What you will do:
Would you please return the line containing "negative clicks: (66, 188)" and all the lines after it through the end of the records below, unchanged and on their own?

Extracted records:
□ □ □ □ □ □ □

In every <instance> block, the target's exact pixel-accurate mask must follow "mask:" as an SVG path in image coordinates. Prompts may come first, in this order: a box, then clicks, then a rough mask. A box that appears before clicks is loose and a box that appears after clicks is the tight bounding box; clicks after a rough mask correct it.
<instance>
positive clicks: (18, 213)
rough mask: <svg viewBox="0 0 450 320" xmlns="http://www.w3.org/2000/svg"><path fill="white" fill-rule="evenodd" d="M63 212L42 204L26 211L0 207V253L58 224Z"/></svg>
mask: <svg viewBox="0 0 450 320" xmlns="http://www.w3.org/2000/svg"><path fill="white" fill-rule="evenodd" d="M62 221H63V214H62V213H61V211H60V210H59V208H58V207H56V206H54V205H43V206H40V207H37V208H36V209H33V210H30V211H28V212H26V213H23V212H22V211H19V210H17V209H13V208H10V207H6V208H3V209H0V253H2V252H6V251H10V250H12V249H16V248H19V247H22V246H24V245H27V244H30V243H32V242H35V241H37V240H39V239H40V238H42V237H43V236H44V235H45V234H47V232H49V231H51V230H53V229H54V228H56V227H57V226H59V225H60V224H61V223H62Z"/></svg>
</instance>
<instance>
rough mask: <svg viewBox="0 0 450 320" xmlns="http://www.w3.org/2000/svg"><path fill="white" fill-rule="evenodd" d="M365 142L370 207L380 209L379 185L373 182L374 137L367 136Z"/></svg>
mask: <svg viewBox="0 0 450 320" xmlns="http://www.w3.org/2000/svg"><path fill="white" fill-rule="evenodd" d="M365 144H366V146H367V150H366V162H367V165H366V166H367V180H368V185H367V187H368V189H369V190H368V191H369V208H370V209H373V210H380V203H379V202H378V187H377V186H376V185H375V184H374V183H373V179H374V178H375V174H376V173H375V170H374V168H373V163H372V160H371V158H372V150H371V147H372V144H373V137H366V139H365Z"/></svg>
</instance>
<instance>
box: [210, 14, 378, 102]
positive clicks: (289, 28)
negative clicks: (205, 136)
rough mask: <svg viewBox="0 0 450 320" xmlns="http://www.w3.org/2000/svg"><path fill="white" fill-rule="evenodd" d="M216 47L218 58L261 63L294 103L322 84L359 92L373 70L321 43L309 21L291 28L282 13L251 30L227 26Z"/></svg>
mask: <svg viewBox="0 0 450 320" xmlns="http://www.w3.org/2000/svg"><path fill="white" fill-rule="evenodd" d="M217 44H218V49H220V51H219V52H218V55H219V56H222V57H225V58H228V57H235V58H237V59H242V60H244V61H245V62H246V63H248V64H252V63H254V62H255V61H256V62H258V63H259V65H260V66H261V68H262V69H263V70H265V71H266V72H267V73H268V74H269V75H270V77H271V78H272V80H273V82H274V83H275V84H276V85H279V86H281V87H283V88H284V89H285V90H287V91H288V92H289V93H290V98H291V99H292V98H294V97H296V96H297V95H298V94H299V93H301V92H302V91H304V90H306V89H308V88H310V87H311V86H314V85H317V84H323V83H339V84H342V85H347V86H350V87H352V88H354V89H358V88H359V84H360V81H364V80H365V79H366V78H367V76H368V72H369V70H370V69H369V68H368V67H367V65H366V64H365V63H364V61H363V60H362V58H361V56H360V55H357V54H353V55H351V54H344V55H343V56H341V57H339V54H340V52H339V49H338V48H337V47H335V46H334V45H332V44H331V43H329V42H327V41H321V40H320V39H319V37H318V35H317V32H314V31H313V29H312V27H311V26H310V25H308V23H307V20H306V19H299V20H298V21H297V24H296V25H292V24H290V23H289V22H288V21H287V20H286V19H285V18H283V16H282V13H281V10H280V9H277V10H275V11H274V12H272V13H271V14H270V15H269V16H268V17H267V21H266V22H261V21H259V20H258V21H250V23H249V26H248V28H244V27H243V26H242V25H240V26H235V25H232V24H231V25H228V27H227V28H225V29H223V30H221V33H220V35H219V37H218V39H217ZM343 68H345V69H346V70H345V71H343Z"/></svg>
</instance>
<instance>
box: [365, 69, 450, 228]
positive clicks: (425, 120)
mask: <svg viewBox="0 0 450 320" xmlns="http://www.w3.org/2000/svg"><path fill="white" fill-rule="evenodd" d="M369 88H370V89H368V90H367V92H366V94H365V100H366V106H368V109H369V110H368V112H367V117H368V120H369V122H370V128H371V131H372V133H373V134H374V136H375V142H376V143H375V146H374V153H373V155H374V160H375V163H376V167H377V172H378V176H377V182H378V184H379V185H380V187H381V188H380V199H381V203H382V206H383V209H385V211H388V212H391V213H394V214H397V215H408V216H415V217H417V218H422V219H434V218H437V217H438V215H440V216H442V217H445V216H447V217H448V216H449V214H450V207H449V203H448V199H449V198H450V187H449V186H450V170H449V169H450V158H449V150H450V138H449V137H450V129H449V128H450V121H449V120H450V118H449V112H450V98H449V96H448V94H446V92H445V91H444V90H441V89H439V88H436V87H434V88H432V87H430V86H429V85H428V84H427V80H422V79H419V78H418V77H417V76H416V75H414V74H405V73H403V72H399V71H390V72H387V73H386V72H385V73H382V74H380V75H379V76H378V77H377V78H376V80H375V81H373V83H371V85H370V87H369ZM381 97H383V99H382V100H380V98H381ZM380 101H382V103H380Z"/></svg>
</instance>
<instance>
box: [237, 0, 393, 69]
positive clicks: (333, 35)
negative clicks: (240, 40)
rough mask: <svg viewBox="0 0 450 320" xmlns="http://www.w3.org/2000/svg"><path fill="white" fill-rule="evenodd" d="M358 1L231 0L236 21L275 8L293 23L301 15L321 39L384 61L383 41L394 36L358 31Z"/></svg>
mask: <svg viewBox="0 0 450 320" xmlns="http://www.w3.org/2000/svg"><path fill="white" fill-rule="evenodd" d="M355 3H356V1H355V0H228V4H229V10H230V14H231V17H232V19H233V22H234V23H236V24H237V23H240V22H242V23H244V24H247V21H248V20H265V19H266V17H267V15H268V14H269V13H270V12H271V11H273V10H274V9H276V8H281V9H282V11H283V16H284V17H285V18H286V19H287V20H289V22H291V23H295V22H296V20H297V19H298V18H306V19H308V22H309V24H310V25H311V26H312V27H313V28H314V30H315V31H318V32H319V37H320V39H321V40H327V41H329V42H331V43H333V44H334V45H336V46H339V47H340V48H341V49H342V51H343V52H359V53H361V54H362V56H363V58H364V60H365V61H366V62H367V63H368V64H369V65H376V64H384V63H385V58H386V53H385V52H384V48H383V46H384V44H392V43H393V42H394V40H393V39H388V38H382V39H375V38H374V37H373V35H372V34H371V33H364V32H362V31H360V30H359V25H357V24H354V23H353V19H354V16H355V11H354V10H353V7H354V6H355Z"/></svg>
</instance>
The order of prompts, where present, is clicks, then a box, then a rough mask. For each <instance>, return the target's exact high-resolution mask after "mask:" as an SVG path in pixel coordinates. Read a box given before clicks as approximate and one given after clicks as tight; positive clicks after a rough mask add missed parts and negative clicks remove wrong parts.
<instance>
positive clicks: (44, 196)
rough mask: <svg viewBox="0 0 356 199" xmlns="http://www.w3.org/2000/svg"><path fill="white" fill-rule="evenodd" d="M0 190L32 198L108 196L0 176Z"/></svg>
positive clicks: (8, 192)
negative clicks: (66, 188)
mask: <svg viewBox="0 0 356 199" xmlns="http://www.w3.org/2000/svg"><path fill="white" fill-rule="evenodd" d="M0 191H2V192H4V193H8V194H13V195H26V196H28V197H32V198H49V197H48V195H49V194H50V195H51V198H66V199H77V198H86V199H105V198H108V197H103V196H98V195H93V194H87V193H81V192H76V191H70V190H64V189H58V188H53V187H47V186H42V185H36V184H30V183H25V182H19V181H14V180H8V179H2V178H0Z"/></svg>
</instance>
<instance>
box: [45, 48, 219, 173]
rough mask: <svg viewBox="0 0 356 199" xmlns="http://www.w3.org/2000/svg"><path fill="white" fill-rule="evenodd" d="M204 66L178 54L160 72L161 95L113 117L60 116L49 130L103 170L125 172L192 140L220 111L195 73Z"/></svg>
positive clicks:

□ □ □ □ □ □ □

Your response:
negative clicks: (66, 188)
mask: <svg viewBox="0 0 356 199" xmlns="http://www.w3.org/2000/svg"><path fill="white" fill-rule="evenodd" d="M0 191H2V192H4V193H8V194H13V195H26V196H28V197H32V198H49V197H48V195H49V194H50V195H51V198H66V199H77V198H86V199H105V198H108V197H103V196H98V195H93V194H87V193H81V192H76V191H70V190H64V189H58V188H53V187H47V186H42V185H36V184H30V183H25V182H19V181H14V180H8V179H2V178H0Z"/></svg>
</instance>
<instance>
box: [45, 48, 219, 173]
rough mask: <svg viewBox="0 0 356 199" xmlns="http://www.w3.org/2000/svg"><path fill="white" fill-rule="evenodd" d="M204 66L178 54L160 72L161 95L113 117L60 116L49 130L103 170L125 172L192 140L220 111L195 73Z"/></svg>
positive clicks:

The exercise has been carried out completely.